WHAT NEEDS TO BE DONE:
Reproduce all the material below word for word, leaving the pictures out.

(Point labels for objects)
* * * *

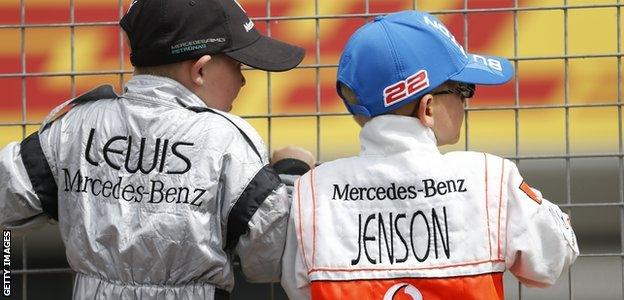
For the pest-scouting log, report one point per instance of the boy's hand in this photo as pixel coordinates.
(294, 152)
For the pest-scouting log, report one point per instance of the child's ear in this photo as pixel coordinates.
(196, 70)
(425, 111)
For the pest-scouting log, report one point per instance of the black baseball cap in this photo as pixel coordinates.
(169, 31)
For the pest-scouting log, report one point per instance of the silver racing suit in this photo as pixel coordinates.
(153, 192)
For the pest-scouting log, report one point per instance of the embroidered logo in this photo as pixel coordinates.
(401, 290)
(248, 26)
(403, 89)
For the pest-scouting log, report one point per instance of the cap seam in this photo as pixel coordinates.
(228, 32)
(395, 55)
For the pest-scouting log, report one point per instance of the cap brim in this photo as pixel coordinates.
(484, 69)
(269, 54)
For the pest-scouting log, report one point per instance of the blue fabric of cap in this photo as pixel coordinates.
(398, 58)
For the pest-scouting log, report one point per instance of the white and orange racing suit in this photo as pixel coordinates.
(401, 219)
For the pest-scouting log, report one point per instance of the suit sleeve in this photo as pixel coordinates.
(20, 206)
(294, 271)
(541, 244)
(260, 249)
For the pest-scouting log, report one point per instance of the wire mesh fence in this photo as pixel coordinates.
(560, 119)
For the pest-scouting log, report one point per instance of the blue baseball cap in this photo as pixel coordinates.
(398, 58)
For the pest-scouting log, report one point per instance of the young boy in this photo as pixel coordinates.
(157, 189)
(401, 219)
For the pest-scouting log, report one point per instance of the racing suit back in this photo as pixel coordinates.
(403, 220)
(153, 197)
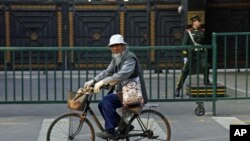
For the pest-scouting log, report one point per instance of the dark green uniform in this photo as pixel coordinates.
(197, 57)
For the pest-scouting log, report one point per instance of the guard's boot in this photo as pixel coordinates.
(177, 92)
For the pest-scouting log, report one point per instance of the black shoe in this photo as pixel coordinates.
(106, 135)
(177, 92)
(207, 83)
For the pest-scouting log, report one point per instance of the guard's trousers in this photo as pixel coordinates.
(186, 71)
(108, 107)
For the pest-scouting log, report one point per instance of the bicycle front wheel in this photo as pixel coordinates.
(149, 125)
(71, 127)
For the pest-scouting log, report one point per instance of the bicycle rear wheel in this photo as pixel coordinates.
(149, 125)
(71, 127)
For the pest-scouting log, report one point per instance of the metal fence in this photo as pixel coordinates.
(38, 77)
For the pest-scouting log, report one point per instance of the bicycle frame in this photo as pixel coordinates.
(93, 115)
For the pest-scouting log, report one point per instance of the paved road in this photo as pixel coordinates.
(25, 122)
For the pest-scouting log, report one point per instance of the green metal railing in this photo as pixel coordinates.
(45, 74)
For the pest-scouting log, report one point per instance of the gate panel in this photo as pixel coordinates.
(169, 31)
(232, 17)
(93, 26)
(36, 26)
(2, 31)
(137, 32)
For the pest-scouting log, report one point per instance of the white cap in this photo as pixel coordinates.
(116, 39)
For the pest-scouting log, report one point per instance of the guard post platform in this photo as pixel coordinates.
(201, 90)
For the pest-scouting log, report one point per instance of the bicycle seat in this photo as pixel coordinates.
(135, 108)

* * * *

ANSWER TO THIS EXERCISE:
For the pest-scouting log, report one point per instance of the boy's hand in this photo as pixel coordinates.
(294, 152)
For the pest-scouting log, report one point per instance of the child's ear in this photo as pixel coordinates.
(196, 70)
(425, 111)
For the pest-scouting log, report one point per instance of the black baseball cap in this photo as pixel coordinates.
(169, 31)
For the pest-scouting log, report one point per instance of the silver racing suit in this photo as pixel coordinates.
(153, 192)
For the pest-scouting log, report one point per instance of the embroidered logo in this photo as pixel coordinates.
(401, 290)
(248, 26)
(403, 89)
For the pest-scouting log, report one point per instance of the cap seam in this photo as pixel coordinates.
(228, 32)
(395, 55)
For the pest-scouting log, report one point per instance of the cap brim in this photo as pixel coordinates.
(484, 69)
(269, 54)
For the pest-scouting log, report one point per instance of the blue fabric of cap in this photo as pixel coordinates.
(398, 58)
For the pest-scouting log, report one point per instance of the white and orange racing suit in this photo as pixel coordinates.
(401, 219)
For the pest-scouting log, report one point per instance of the suit sleeve in this photo as pixel coordinates.
(20, 206)
(294, 271)
(541, 244)
(260, 249)
For the pest-scouting log, report one point per instance of the wire mesh fence in this photo as pixel coordinates.
(560, 119)
For the pest-scouting log, report one point per instance of the blue baseball cap in this photo as pixel coordinates.
(398, 58)
For the pest-scouting log, report one point per instance of the young boy in this photo as pixel coordinates.
(157, 189)
(401, 219)
For the pest-scouting log, report one point per instance of the racing suit back in this photo as pixel coordinates.
(403, 220)
(153, 197)
For the pest-scouting log, report one point per instance of the dark green uniform in this photo as pixel coordinates.
(197, 57)
For the pest-scouting log, report one point per instance of the guard's boot in this photo as pixel coordinates.
(177, 92)
For the pest-scouting log, report one point per instance of the black shoe in this photo as pixel coordinates.
(106, 135)
(177, 92)
(207, 83)
For the pest-scouting log, report one point per instance of the guard's trousers in this photo as pixel coordinates.
(186, 71)
(108, 107)
For the pest-scouting log, report one point per instance of the bicycle front wheel in this photo as pixel coordinates.
(149, 125)
(71, 127)
For the pest-scouting log, report one point per instance of the bicycle rear wheel in this photo as pixel coordinates.
(149, 125)
(71, 127)
For the pest-scouting log, report one point per instance of the metal fence in this photo as pixel coordinates.
(38, 77)
For the pest-scouting log, report one point per instance of the bicycle frame in this photo as pixel coordinates.
(93, 115)
For the pest-scouting log, report one point per instance of the paved road in this photo as pixel coordinates.
(25, 122)
For the pest-scouting log, report one point per instance of the green metal railing in this photo as pixel coordinates.
(45, 74)
For the pest-scouting log, report one point per instance of the gate panel in this photo as pixel coordinates.
(169, 31)
(232, 17)
(93, 26)
(36, 26)
(2, 31)
(137, 32)
For the pest-scouting log, report one point per instance of the white cap in this photo as pixel coordinates.
(116, 39)
For the pest-scouting log, report one point per instance of the guard post platform in this photo as pixel coordinates.
(201, 90)
For the pest-scouting log, report one point per instance of the bicycle seat in this photo as pixel coordinates.
(135, 108)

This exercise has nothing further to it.